Gramazio & Kohler employed their R-O-B bricklaying robot to build this service building at the Gantenbein winery in Fläsch, Switzerland. The algorithmic software automatically places the bricks in 3D patterns that increase stability and add artful effects. Photos: Christoph Kadel
The technology is wrestling with trade-offs: print fast and lose resolution; print big and lose speed. The Dutch firm DUS (www.dusarchitects.com) can print an entire room at once—a technique it’s using to build an Amsterdam canal house—but the traditional-looking structure will take three years to finish. Nevertheless, the promise of a future in which Building Teams can single-handedly build any structure they dream up—fast, cheap, and structurally sound—has attracted huge amounts of capital.
In fact, some investors are shooting for the moon—literally. The race is on to make 3D printers for construction sites on the moon. Dini has teamed up with British architect Foster + Partners (www.fosterandpartners.com) on a lunar site for D-Shape, while NASA has revealed a simulation of lunar housing construction using Contour Crafting technology developed at the University of Southern California’s Viterbi School of Engineering. Neither group is very close to selling moon condos, but Contour Crafting is fast: just 20 seconds per square foot of wall.
Building With Drones
Like 3D printing, flying drones make themselves useful in a number of construction tasks, such as pipeline and cell-tower inspection, search and rescue in visually obscured areas such as mines, and even as tools for herding cattle or delivering packages. With the price of the technology dropping fast, AEC firms are putting drones to work with increasing frequency.
A construction site is a natural fit for quick visual inspections by an aerial drone. Add specialized camera technology, such as infrared filters or sensors to detect gas leaks, and the drone becomes invaluable, returning rich, multi-layered data and saving the cost and risk associated with human inspection of hard-to-reach areas.
Some drone types offer surprising accuracy, especially those that utilize multiple propellers for added stability. Building sector stakeholders both small and large have begun to employ quad-copters (QCs) equipped with high-resolution cameras, laser scanning rigs, and gyroscopic stabilization.
Combining these technologies can return micro-metrically accurate data. Purveyors of residential and commercial solar panel arrays, like Toronto’s Kiosk Solar, have used drones to accurately inspect clients’ structures to create proposals for installations. Manufacturer Siemens envisions a future in which QCs fly through existing structures to obtain comprehensive building information for creating 3D digital models. This type of BIM model could assist in determining maintenance needs, and even plan renovations via digital 3D simulation.
Flying drones with multiple propellers, like the quadcopter shown here, offer stability that greatly increases their usefulness in tasks like obtaining measurements and laser scanning. This is especially true for those with gyroscopic stabilization.
What industry futurists really want to know is, can drones be put to work actually building? That day may come sooner than many realize.
The Swiss firm Gramazio & Kohler (www.gramaziokohler.com) recently collaborated on Flight Assembled Architecture, a large-scale art installation at the FRAC Centre in Orléans, France, in which a team of as many as 50 flying robots built a structurally stable, six-foot tower out of 1,500 Styrofoam blocks.
Multiple motion-capture sensors detected the drones at a speed of 370 feet per second, feeding the information into a fleet management program. The impressive thing about this installation is not the finished tower itself but rather the programming. The algorithms determine how to dispatch the drones efficiently, avoiding collisions and opting for best-case paths to fast payload pickup and release.

Work required => Summarize the passage on construction robots and drones in three sentences. The listing below comes from a separate, unrelated source.

Extracted material =>
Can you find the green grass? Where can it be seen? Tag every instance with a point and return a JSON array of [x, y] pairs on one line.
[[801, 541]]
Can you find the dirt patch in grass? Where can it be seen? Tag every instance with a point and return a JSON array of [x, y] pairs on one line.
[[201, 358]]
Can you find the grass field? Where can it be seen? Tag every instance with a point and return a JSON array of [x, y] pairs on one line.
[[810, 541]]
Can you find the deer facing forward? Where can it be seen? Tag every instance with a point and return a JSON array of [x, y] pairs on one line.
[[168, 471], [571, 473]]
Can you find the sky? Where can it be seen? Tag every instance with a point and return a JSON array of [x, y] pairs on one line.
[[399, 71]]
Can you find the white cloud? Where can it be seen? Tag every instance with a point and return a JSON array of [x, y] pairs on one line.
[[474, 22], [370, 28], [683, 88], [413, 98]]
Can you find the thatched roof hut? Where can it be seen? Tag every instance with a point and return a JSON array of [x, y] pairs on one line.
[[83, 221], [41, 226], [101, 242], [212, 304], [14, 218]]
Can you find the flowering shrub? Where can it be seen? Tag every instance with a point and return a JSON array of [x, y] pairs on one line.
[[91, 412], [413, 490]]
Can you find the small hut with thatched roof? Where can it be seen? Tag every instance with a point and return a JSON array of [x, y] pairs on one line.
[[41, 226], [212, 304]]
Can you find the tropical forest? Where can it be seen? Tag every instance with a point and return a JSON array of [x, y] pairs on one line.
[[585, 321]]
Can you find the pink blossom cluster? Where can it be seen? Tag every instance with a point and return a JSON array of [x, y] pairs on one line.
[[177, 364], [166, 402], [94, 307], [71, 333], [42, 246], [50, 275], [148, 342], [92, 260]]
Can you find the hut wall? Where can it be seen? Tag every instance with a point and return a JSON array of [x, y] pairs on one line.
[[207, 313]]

Task response => 3D printing for construction involves trade-offs among speed, resolution, and size, yet its promise of fast, cheap, structurally sound building has drawn large investment, including a race to build 3D printers for construction on the moon. Drones, whose price is dropping fast, are increasingly used by AEC firms for site inspections, and multi-propeller quad-copters with high-resolution cameras, laser scanning rigs, and gyroscopic stabilization can return highly accurate data for uses such as solar installation proposals and 3D building models. Drones may also build: in Flight Assembled Architecture, as many as 50 flying robots built a structurally stable six-foot tower from 1,500 Styrofoam blocks, guided by algorithms that dispatch them efficiently and avoid collisions.